MATERIAL SHOWN>
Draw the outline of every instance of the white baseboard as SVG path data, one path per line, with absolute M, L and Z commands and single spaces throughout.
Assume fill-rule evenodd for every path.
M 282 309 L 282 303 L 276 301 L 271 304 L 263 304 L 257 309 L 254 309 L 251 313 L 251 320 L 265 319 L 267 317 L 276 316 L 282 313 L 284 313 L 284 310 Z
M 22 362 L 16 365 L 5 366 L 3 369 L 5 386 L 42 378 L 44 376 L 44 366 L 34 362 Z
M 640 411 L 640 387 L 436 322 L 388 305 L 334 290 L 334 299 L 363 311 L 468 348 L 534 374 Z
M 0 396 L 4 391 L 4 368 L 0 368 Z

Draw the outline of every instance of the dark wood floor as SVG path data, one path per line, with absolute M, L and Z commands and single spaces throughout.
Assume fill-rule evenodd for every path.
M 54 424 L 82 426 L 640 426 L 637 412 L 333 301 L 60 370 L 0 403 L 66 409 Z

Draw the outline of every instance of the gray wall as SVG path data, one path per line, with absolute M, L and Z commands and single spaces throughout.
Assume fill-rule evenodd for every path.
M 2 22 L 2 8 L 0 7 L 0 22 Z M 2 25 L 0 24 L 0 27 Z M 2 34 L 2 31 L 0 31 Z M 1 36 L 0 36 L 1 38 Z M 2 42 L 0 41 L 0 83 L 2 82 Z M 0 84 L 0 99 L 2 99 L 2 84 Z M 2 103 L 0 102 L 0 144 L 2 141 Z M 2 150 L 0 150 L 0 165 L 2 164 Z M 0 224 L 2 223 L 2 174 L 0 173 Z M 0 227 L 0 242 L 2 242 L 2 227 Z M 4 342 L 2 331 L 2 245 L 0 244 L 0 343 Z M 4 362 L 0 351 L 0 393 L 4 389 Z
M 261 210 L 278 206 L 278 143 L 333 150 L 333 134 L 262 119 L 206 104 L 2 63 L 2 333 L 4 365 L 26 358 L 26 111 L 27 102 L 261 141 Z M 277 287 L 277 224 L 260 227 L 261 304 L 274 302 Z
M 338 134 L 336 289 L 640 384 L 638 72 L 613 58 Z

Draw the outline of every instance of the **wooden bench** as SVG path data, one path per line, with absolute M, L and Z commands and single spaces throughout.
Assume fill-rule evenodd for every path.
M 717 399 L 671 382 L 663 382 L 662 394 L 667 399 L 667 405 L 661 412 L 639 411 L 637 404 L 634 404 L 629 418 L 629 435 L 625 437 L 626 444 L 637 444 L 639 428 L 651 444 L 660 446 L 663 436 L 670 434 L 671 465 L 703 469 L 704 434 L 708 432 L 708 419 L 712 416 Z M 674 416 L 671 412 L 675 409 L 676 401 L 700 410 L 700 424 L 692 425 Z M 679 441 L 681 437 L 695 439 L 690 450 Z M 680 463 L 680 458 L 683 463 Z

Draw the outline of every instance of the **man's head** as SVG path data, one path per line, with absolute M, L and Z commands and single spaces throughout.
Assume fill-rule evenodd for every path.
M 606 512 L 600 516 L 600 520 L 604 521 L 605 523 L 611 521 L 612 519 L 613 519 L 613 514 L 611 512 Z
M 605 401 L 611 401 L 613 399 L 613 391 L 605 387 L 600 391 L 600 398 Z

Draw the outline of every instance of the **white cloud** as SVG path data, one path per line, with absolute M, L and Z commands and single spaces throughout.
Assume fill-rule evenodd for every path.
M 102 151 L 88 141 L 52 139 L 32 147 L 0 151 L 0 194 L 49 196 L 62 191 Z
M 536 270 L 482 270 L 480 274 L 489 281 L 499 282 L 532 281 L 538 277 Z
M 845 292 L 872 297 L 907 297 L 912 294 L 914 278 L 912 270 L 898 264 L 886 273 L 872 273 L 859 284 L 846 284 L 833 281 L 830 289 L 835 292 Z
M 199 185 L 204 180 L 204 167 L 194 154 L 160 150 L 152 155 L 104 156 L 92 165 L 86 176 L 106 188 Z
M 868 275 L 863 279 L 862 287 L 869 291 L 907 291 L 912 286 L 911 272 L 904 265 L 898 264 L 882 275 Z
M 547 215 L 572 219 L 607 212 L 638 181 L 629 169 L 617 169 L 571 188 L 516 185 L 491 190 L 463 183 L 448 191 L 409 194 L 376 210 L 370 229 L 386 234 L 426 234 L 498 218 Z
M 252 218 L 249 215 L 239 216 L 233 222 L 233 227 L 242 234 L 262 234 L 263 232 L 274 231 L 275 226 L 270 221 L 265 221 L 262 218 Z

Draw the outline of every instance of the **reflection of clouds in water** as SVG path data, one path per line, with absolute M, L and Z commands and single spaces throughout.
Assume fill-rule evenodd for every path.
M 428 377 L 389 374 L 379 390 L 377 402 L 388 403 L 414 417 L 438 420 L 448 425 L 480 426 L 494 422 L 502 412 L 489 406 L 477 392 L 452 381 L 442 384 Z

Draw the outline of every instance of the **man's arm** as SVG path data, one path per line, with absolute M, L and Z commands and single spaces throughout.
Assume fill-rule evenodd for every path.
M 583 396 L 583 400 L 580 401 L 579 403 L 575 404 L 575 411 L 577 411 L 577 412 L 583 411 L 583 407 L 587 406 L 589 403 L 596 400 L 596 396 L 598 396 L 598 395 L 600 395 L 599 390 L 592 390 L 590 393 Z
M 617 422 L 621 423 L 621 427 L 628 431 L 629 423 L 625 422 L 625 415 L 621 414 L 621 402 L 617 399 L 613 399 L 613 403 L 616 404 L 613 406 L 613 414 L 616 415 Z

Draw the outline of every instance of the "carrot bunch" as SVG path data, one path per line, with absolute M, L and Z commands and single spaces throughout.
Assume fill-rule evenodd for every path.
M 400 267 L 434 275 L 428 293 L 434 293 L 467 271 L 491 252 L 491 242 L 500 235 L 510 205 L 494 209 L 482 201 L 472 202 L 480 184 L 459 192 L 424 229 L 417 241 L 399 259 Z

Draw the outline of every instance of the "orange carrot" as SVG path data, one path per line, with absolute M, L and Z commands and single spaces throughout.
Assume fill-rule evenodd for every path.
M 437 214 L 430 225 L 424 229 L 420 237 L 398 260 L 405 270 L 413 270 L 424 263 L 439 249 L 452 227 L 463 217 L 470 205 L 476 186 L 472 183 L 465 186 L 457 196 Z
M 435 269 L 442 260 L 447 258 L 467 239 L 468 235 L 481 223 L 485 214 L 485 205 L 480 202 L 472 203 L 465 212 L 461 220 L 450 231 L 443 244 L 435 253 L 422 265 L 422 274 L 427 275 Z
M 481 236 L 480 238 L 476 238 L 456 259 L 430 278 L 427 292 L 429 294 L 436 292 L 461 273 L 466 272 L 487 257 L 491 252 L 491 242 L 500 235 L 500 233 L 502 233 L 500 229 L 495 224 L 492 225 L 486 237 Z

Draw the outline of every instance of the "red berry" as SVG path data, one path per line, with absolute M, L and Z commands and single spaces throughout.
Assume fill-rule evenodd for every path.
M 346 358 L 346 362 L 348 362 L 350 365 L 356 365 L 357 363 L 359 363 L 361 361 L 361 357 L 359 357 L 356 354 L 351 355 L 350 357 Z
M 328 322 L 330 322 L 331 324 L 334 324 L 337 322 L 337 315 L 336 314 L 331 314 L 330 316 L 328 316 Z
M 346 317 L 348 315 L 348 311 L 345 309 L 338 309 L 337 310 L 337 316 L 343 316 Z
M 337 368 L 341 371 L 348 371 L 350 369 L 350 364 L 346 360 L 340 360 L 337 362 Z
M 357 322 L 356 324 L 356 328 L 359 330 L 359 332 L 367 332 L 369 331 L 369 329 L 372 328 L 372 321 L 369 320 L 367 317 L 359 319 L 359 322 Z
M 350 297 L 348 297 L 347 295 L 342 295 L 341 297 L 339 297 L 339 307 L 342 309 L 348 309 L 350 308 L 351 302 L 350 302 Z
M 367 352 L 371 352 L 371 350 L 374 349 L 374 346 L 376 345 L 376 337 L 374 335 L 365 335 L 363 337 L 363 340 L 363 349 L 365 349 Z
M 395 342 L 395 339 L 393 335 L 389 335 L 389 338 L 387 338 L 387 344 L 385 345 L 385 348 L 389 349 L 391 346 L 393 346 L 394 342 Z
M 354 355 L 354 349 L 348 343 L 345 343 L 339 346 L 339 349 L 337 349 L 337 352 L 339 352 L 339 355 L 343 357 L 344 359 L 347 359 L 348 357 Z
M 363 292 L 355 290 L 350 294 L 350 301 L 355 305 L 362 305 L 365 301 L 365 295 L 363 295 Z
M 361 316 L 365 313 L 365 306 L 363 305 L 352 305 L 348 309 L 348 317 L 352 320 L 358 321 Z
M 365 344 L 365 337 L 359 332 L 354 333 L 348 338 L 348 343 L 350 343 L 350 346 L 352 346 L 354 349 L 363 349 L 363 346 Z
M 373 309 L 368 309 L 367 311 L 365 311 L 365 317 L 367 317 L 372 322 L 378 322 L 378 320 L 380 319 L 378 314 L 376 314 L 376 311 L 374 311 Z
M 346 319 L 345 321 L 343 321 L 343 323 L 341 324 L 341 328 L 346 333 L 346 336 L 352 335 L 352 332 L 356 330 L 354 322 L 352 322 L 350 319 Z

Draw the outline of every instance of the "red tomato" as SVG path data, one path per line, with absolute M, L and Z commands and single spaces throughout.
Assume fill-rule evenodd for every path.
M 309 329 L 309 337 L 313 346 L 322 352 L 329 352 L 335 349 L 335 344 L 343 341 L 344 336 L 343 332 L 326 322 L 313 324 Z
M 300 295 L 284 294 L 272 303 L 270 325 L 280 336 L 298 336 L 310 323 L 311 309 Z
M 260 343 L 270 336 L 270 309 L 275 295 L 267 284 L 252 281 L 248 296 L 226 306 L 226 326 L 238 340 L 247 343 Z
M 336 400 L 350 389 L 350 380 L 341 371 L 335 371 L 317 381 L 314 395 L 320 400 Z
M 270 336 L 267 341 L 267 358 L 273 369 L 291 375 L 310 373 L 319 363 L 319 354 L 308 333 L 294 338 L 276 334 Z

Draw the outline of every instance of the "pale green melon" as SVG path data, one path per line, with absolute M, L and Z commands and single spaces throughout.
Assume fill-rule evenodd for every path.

TASK TO CARRY OUT> Bring together all lines of the entries above in which the string "white" occurs.

RESULT OF THIS TASK>
Draw the outline of every instance of the white baseboard as SVG path data, one path per line, with absolute M, L and Z commands and single spaces throughout.
Draw the outline of every instance of the **white cloud** as SVG path data, one path per line, with absolute M, L and Z commands and single spaces throughout.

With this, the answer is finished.